▶ **Source excerpt**
★ ★ ★ ★
Ford and farmers cannot afford to plan for the future. They have to make money this quarter or next or maybe the one after that or they'll go out of business. Without government intervention, by Jay's own thesis, we will and should continue unsustainable industrial practices until those industries are forced to change those practices, a force that in many cases will come with the collapse or near total destruction of a non-renewable resource and which even Jay must acknowledge could possibly trigger financial and political crises as well. Meanwhile, we are paying Ford and the farmers to hasten the day.

 

Here's the original question:

 

"...can you show me an example of a critical resource that was completely depleted before substitution, conservation, and innovation made the problems presented by the scarcity of the said resource manageable - if not null and void?"

 

Thus far j_b has offered up a source of food (North Atlantic Cod), and Tvash offered up a source of ...cough...energy (North American Timber).

 

These are especially odd examples to put forward, since both have substitutes in times of scarcity, and both fish-stocks can be replenished. I would have expected someone to put forward a mineral resource, but here the case is the same. When a mineral becomes scarce relative to demand, its price increases, and people use less of it, find substitutes for it, and develop ways to use what they can't substitute more efficiently. Only in instances where populations haven't been capable of responding in this fashion has a resource scarcity left a population helpless to respond. In modern history this set of conditions has been confined to primitive, isolated populations - or in nation states where central planning has prevailed.
★ ★ ★ ★
Collected data entries
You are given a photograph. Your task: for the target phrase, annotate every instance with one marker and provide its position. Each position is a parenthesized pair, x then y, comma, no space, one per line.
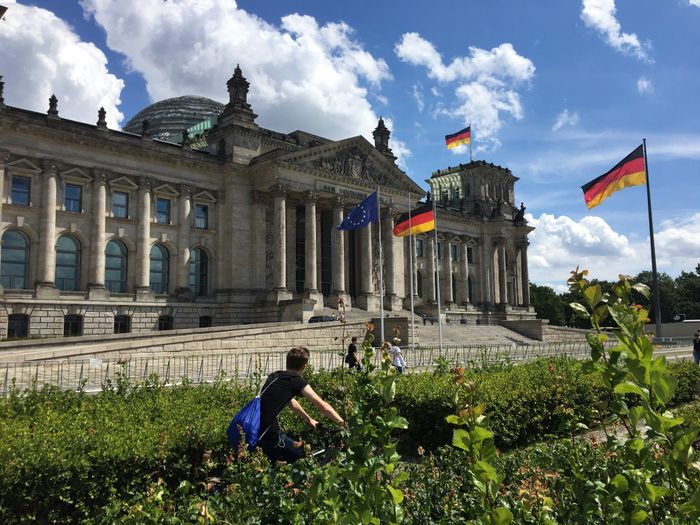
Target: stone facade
(105,230)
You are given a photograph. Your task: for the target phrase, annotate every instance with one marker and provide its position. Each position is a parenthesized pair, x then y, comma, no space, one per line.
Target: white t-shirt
(396,356)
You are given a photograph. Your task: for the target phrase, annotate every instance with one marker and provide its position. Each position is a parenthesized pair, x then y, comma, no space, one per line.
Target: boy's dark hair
(297,358)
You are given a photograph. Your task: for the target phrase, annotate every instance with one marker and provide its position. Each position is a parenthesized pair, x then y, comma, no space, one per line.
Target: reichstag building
(193,216)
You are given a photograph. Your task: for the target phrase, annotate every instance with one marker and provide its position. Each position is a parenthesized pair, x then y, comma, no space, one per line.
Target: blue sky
(557,90)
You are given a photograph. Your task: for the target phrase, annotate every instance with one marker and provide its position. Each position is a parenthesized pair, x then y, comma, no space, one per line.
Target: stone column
(338,252)
(47,236)
(502,284)
(429,288)
(524,273)
(143,239)
(280,236)
(487,274)
(184,228)
(96,287)
(310,255)
(464,263)
(449,296)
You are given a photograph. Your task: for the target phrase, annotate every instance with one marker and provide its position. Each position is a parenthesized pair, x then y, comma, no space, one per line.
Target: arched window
(14,260)
(68,263)
(122,324)
(199,269)
(17,326)
(160,269)
(115,267)
(72,325)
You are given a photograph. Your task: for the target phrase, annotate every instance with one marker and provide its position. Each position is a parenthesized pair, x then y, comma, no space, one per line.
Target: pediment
(23,165)
(76,174)
(204,196)
(166,189)
(353,159)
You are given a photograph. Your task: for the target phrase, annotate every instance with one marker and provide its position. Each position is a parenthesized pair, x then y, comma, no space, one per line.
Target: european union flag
(361,215)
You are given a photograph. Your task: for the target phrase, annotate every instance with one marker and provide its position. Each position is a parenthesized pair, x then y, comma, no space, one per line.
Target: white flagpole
(437,276)
(411,251)
(381,268)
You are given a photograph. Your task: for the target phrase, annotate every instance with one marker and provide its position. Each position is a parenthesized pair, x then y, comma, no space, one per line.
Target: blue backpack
(247,423)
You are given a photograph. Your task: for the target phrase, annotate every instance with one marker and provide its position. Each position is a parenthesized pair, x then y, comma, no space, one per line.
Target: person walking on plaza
(396,356)
(351,358)
(279,390)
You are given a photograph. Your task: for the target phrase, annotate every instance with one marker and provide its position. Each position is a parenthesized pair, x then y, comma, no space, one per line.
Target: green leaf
(653,492)
(485,471)
(580,310)
(642,289)
(630,388)
(501,516)
(396,495)
(620,483)
(461,439)
(682,447)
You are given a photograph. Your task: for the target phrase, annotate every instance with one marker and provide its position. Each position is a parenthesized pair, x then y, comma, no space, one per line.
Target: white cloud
(302,74)
(565,119)
(41,55)
(644,85)
(418,95)
(487,82)
(559,244)
(600,15)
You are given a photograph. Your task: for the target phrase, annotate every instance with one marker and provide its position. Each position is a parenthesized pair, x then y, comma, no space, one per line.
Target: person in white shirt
(396,356)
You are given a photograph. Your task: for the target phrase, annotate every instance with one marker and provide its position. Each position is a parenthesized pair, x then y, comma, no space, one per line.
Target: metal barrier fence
(91,374)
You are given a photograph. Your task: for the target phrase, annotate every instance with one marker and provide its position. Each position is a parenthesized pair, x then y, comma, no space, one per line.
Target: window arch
(14,260)
(199,270)
(68,252)
(115,267)
(160,269)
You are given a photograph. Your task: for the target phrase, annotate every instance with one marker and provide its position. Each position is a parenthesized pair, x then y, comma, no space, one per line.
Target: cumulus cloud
(600,15)
(302,74)
(565,119)
(559,244)
(644,85)
(487,82)
(41,55)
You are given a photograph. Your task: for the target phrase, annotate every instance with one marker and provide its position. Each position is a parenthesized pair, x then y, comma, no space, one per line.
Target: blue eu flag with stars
(361,215)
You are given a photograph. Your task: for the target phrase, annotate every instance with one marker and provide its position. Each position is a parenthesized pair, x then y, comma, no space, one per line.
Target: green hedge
(64,454)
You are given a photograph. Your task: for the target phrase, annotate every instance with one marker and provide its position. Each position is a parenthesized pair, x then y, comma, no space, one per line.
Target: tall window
(162,211)
(21,189)
(201,216)
(68,264)
(115,267)
(198,272)
(122,324)
(165,322)
(14,260)
(120,205)
(160,269)
(72,325)
(73,198)
(419,247)
(17,326)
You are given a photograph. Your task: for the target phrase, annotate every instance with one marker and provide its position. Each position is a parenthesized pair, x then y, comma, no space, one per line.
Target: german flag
(421,220)
(459,138)
(629,171)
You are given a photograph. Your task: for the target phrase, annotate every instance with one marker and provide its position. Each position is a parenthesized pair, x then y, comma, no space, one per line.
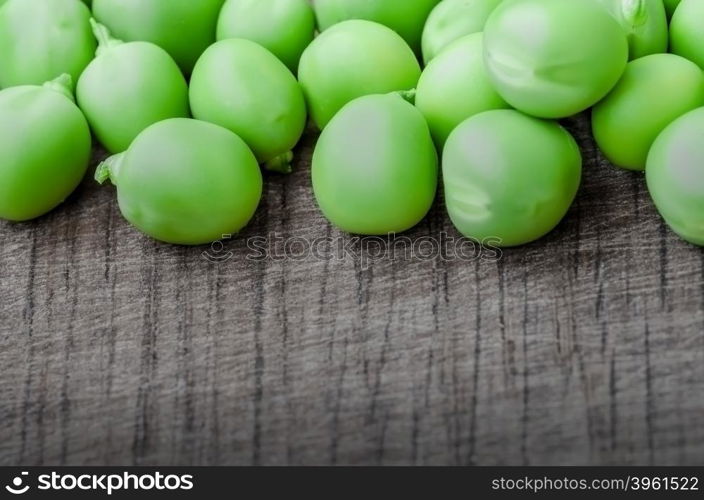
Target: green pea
(675,176)
(128,87)
(553,58)
(645,23)
(285,27)
(405,17)
(186,182)
(509,177)
(671,6)
(184,28)
(45,148)
(353,59)
(653,92)
(243,87)
(375,167)
(453,19)
(687,31)
(455,86)
(42,39)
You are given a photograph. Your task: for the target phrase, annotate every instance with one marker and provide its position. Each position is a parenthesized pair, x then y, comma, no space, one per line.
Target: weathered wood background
(584,348)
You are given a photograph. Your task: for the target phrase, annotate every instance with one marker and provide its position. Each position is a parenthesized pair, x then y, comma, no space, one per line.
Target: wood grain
(584,348)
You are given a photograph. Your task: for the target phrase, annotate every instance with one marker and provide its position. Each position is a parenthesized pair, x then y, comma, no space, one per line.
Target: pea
(453,19)
(375,167)
(653,92)
(185,182)
(41,39)
(455,86)
(128,87)
(645,23)
(553,58)
(675,176)
(671,6)
(509,177)
(687,31)
(45,148)
(353,59)
(285,27)
(243,87)
(405,17)
(184,28)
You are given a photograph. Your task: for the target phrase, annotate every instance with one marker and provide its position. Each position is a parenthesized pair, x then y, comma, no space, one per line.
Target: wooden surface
(584,348)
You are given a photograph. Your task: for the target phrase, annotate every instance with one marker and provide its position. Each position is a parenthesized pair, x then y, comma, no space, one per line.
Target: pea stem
(105,39)
(109,169)
(63,85)
(408,95)
(281,163)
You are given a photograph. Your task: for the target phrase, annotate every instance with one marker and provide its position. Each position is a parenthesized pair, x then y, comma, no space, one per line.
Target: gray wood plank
(584,348)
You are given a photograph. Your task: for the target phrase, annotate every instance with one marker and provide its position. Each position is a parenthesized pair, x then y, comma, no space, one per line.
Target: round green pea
(553,58)
(375,168)
(285,27)
(186,182)
(45,148)
(42,39)
(653,92)
(128,87)
(455,86)
(243,87)
(353,59)
(453,19)
(687,31)
(509,178)
(645,23)
(405,17)
(184,28)
(675,176)
(671,6)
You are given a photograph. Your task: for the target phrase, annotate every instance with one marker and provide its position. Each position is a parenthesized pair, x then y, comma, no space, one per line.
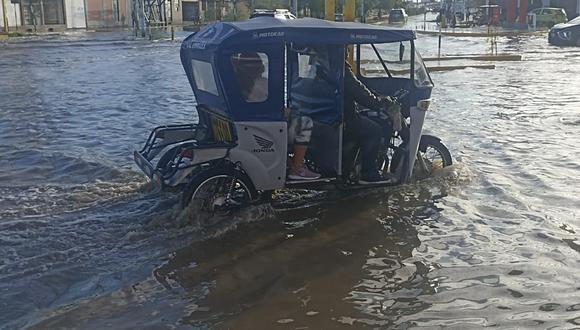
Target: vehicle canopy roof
(214,85)
(262,30)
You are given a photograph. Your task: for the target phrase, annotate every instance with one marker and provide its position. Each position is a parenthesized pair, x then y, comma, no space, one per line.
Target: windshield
(575,20)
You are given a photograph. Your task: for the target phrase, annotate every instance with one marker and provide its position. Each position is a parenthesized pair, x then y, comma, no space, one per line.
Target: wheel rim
(434,159)
(209,204)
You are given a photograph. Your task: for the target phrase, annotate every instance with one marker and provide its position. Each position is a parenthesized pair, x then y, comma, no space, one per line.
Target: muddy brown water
(491,241)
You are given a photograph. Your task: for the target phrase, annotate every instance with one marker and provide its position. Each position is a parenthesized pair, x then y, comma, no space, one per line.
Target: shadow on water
(346,260)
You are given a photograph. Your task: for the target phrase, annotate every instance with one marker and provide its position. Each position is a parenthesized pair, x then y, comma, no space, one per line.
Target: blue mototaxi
(238,149)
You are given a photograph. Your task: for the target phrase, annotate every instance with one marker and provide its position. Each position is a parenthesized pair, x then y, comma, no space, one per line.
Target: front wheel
(212,195)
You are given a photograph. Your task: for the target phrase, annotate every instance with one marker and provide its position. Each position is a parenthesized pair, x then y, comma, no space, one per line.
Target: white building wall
(75,14)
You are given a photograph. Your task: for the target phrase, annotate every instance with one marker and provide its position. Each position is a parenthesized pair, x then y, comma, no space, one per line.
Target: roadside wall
(75,14)
(108,13)
(13,14)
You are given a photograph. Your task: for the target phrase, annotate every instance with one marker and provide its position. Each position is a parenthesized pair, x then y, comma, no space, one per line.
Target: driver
(361,129)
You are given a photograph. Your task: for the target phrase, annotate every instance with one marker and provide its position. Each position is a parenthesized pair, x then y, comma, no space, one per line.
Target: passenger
(300,123)
(249,69)
(361,129)
(299,133)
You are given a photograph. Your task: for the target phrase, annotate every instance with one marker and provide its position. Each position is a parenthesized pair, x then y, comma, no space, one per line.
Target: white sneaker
(303,173)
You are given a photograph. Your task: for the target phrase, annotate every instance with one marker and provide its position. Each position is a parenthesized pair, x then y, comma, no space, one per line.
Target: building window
(42,12)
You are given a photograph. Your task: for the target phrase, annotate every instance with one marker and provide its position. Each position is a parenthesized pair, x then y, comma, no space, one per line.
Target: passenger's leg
(301,126)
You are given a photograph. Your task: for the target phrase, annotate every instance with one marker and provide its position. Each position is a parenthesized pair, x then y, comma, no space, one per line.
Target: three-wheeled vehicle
(236,153)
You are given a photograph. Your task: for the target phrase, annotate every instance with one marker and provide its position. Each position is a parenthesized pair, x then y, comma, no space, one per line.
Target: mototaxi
(237,150)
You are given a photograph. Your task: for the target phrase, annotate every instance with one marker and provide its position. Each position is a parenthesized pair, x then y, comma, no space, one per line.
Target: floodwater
(84,243)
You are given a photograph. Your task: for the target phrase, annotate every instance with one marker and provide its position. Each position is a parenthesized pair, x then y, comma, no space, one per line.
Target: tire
(205,197)
(435,153)
(431,149)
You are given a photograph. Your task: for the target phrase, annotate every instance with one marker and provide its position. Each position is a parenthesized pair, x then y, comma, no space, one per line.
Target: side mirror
(401,51)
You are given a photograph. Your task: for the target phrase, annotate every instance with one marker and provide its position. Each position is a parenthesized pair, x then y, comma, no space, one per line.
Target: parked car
(277,13)
(398,15)
(549,16)
(565,34)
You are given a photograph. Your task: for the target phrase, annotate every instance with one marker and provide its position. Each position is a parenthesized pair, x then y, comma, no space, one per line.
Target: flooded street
(84,243)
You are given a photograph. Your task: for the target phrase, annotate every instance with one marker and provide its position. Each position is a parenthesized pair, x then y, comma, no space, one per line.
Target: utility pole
(5,16)
(329,10)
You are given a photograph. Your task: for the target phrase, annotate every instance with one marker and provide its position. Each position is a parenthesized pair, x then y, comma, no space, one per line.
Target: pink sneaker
(303,173)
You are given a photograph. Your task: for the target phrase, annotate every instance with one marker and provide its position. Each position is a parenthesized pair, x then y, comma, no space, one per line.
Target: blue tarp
(263,30)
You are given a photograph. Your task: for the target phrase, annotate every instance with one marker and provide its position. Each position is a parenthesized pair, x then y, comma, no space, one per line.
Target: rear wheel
(214,194)
(433,152)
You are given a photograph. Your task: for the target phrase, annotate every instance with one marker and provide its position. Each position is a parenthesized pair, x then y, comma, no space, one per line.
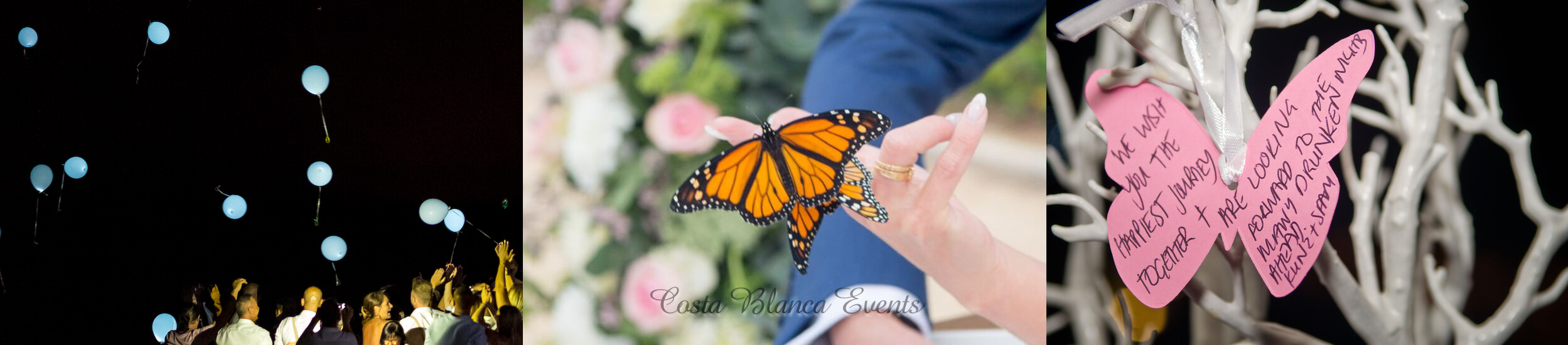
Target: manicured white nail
★ ★ ★ ★
▶ **Exercise tasks**
a) Summarize the resource-scarcity excerpt in three sentences.
b) Answer these questions from the resource-scarcity excerpt:
(i) Who offered North Atlantic Cod as an example?
(ii) What happens to a mineral's price when it becomes scarce relative to demand?
(iii) In modern history, to what kinds of populations has the set of conditions leaving a population helpless been confined?
The records aren't needed for any of this work.

▶ **In response**
a) The excerpt argues that Ford and farmers must make money in the near term and cannot plan for the future, so without government intervention unsustainable industrial practices will continue until they are forced to change, often through the collapse of a non-renewable resource. It quotes a question asking for an example of a critical resource that was completely depleted before substitution, conservation, and innovation made its scarcity manageable, and calls the examples offered, North Atlantic Cod and North American Timber, odd because both have substitutes in times of scarcity. It adds that when a mineral becomes scarce relative to demand, its price rises and people use less of it, find substitutes, and use it more efficiently, and that resource scarcity has left only populations unable to respond this way helpless.

b)
(i) j_b
(ii) It increases.
(iii) Primitive, isolated populations, or nation states where central planning has prevailed.